* Activity:
From the line with "Sample: <point>305,87</point>" through the line with "Sample: <point>159,130</point>", repeat the entries verbatim, both end lines included, and add nothing.

* Provided material:
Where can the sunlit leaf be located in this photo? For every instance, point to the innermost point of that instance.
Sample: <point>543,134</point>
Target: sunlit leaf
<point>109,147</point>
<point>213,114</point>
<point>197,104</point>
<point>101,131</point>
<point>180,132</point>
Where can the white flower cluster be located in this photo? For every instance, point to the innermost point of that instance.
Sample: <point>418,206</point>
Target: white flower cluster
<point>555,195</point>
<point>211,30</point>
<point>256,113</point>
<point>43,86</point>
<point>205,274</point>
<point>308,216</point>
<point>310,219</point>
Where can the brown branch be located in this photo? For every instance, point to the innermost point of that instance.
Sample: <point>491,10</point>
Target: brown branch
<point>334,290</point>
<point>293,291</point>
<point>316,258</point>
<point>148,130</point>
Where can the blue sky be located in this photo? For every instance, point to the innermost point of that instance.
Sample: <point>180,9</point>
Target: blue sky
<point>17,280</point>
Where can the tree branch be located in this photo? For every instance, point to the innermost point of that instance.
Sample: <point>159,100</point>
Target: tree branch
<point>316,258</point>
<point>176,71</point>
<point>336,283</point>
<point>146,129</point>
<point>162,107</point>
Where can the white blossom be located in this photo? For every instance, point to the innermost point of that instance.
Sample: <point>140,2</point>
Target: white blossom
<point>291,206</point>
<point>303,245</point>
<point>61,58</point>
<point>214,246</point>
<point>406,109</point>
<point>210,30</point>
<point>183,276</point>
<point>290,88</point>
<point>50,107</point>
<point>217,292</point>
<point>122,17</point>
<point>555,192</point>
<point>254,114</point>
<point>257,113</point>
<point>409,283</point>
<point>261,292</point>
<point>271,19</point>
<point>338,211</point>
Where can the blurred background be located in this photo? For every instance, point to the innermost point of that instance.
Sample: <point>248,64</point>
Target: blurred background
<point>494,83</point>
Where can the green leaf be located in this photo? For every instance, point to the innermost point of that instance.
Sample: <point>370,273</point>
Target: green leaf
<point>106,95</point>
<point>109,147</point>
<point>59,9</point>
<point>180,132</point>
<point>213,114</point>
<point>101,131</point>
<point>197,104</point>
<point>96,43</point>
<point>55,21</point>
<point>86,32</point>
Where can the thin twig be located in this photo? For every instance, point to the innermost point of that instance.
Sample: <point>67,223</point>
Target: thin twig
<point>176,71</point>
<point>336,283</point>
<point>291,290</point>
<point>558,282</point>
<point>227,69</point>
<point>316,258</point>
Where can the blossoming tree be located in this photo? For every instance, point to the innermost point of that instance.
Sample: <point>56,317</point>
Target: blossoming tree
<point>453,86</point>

==

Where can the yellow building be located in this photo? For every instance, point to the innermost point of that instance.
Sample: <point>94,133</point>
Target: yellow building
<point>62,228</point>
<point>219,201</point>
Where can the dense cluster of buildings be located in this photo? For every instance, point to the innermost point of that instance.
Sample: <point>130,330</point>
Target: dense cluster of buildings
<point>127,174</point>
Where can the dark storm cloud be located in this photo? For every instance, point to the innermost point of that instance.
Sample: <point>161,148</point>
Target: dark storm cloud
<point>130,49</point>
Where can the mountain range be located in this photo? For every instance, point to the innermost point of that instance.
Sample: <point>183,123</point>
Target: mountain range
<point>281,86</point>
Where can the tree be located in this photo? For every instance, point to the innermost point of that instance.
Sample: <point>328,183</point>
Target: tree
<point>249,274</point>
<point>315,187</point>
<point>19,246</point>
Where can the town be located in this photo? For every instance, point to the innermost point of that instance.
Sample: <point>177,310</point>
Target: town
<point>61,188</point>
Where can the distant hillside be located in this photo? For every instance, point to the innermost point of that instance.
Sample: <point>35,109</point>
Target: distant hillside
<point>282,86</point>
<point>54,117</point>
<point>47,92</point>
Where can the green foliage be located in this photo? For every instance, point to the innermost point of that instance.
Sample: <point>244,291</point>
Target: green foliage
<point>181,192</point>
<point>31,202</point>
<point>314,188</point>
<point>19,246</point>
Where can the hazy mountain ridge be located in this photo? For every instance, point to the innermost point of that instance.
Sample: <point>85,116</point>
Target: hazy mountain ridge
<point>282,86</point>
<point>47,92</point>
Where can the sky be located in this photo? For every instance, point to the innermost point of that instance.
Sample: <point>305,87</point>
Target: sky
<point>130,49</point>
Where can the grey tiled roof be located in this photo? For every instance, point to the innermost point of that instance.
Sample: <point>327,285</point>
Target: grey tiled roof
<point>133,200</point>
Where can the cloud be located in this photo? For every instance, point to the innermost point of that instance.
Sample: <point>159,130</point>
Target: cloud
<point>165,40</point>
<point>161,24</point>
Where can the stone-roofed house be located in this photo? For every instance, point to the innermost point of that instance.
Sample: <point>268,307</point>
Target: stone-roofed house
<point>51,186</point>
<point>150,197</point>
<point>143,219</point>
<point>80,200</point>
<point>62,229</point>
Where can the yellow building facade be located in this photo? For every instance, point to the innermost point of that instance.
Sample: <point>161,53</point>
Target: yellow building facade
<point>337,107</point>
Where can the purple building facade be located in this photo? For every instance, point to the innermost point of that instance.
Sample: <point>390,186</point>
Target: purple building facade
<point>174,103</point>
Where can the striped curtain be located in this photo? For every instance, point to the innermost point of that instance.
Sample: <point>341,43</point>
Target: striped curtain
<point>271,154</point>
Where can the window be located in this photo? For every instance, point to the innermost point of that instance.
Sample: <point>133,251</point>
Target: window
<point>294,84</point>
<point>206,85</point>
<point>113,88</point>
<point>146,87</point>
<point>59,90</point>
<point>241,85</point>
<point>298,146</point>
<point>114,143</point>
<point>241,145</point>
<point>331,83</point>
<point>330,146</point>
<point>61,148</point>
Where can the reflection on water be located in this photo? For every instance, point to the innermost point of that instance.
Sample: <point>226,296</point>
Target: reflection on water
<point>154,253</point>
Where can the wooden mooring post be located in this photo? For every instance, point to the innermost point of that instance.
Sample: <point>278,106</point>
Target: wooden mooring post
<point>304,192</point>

* Exercise output:
Sample: <point>305,87</point>
Target: sky
<point>130,49</point>
Where can the grey tiled roof be located in this photo? For every instance, point to the innermost point of that instance.
Sample: <point>327,285</point>
Target: grey tiled roof
<point>133,200</point>
Where can the cloud be located in this photo? For every instance, point to the innermost point of that instance.
Sample: <point>159,130</point>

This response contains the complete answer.